+++ PASSAGE +++

Cologne Zoo
Visitors purchasing a tourniquet ticket at the not-so-spectacular entrance also gain access to the complex housing the aquarium, reptiles, and insects. The zoo site covers 20 hectares of which two hectares is the elephant park. When developing the master plan 2020, the zoo has stated to remain a classical zoo instead of becoming an adventure park.
Observations
Architecture
1863 Construction of the Giraffe and Antelope House in the Moorish style according to a design by Josef Felten, followed by the annex for the elephants (1874). Nowadays, this oldest structure is a listed building.
Director Bodini´s visit of the elephant temple in the Antwerp zoo inspires him to build animal houses in an exotic and fantastic style, in Cologne as well as later on in zoo Berlin. Founder Garthe (a teacher!) also designs animal enclosures like the grotto for grizzly bears (1862) located near the current cheetah enclosure. And in 1863, behind the Bärenzwinger (bear pit), a high goat and sheep rock is built consisting of basalt, lava, tuft stone and lime cement with a rocky bridge in the middle for which he himself made the model.
Source: Cologne Zoo 150 years exhibition in the South America House
1887 Tuff sea lion rock, a forerunner of the naturalistic Hagenbeck style.
1899 The historical Bird House (later called South America House) which resembles a Russian Orthodox church will be restored and expanded according to the master plan 2020:
a new roof and ceiling, temperature controlled walls, a suspension bridge and a "feeding tree". Daylight will flood the central hall and a veranda reintroducing the building's original layout. During the renovation works, the historic character of the building will be kept intact. The South America House will be part of the zoo continent "Jagwar".
1914 Construction of the Hamydras baboon rock in the naturalistic style of the Hamburg zoo
1962 New main entrance on Lennéstrasse.
1971 The Aquarium opens as an autonomous part. Kurt Meyfeldt receives the architectural prize of the City of Cologne for this structure with 45 basins of different sizes. The Rhine Panorama is particularly impressive.
1973 Lemur House, later renamed Madagascar house, offers glazed cages both indoors and outdoors and wood chips on the visitor gangway. Four outdoor ball-shaped cages.
2000 The Rainforest houses Southeast Asian animals in a rocky valley in a rainforest where sensory perception is key in the user experience. Viewed rationally, there is a tropical greenhouse featuring a transparent dome roof.
May 2004 New outdoor enclosure for the Erdmännchen (meerkats) where large reversed umbrellas absorb water to keep the soil dry and where warm lamps compensate for cold air.

+++

== GIVEN INSTRUCTION A ==
Answer these questions using the Cologne Zoo text:
(i) How large is the elephant park?
(ii) Whose design was the Giraffe and Antelope House built from?
(iii) How many basins does the Aquarium have?
== GIVEN INSTRUCTION B ==
Decide whether each statement agrees with the Cologne Zoo text, and quote the words that settle it:
(i) The zoo intends to turn into an adventure park.
(ii) A new main entrance on Lennéstrasse was built in 1962.
(iii) The Rainforest has a transparent dome roof.
== GIVEN INSTRUCTION C ==
Duplicate the Cologne Zoo text from "1971 The Aquarium" up to and including "is particularly impressive.".
The entries that follow are separate material and have no connection to the Cologne Zoo text.

+++ DATA SHOWN +++

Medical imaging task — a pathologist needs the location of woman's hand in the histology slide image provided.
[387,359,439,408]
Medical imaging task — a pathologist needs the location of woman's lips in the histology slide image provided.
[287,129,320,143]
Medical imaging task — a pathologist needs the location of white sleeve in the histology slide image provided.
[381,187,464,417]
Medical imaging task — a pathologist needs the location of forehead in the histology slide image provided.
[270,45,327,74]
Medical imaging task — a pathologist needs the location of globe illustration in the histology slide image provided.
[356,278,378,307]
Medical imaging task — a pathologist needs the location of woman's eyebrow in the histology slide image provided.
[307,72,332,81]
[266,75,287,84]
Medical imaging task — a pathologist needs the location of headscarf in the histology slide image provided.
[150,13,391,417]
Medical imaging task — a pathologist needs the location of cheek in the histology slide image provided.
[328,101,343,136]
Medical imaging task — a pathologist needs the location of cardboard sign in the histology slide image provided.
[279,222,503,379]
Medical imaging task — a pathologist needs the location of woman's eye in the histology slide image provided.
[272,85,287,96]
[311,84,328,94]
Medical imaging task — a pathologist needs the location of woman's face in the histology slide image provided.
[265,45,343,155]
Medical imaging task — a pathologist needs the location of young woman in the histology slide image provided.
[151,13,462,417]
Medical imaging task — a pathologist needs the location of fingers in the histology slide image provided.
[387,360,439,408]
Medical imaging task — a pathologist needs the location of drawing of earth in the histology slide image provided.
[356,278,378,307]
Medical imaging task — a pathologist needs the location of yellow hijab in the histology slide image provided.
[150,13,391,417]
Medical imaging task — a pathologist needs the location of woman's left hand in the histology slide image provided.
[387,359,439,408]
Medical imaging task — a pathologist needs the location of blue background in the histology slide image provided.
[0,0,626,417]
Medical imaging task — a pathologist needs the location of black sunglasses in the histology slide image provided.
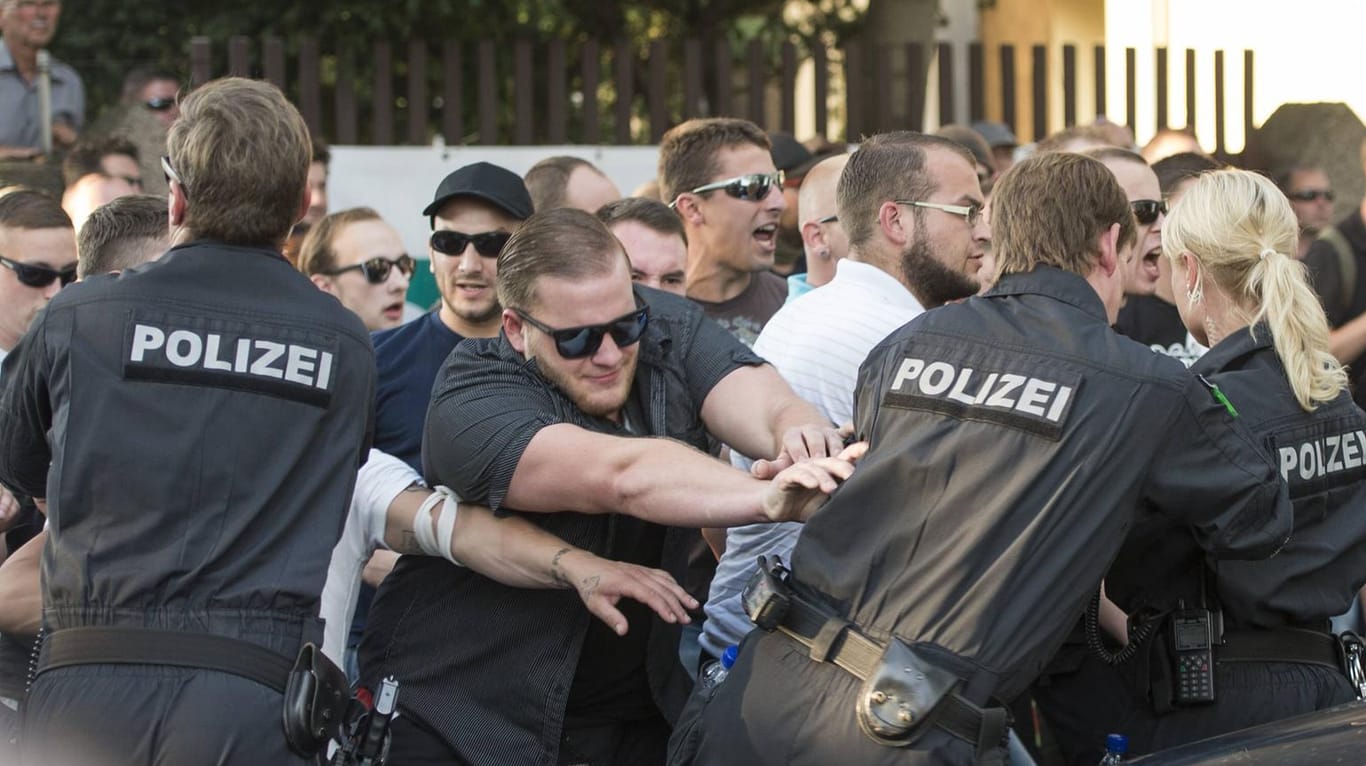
[669,171,787,208]
[512,306,650,359]
[322,255,418,284]
[432,229,512,258]
[0,255,76,289]
[1285,188,1337,202]
[1128,199,1167,227]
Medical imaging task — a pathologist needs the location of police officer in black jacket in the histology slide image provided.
[0,79,374,765]
[1050,171,1366,763]
[671,153,1291,765]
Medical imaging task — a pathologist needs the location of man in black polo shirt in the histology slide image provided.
[361,209,850,766]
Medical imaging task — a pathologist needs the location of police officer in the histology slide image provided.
[671,153,1291,765]
[1050,171,1366,763]
[0,79,374,765]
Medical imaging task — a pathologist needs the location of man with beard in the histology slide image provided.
[362,208,858,766]
[660,117,787,345]
[671,152,1292,766]
[702,132,989,669]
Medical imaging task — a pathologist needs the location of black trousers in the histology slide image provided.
[19,665,316,766]
[669,631,1005,766]
[388,715,671,766]
[1034,649,1355,766]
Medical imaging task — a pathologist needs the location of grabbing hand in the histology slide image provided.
[750,423,854,479]
[555,548,698,636]
[764,441,867,522]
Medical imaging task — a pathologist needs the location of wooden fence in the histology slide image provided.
[190,37,1254,154]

+++

== PROBLEM SOLUTION A ==
(i) Two hectares.
(ii) Josef Felten.
(iii) 45.

== PROBLEM SOLUTION B ==
(i) No: "the zoo has stated to remain a classical zoo instead of becoming an adventure park."
(ii) Yes: "1962 New main entrance on Lennéstrasse."
(iii) Yes: "a tropical greenhouse featuring a transparent dome roof."

== PROBLEM SOLUTION C ==
1971 The Aquarium opens as an autonomous part. Kurt Meyfeldt receives the architectural prize of the City of Cologne for this structure with 45 basins of different sizes. The Rhine Panorama is particularly impressive.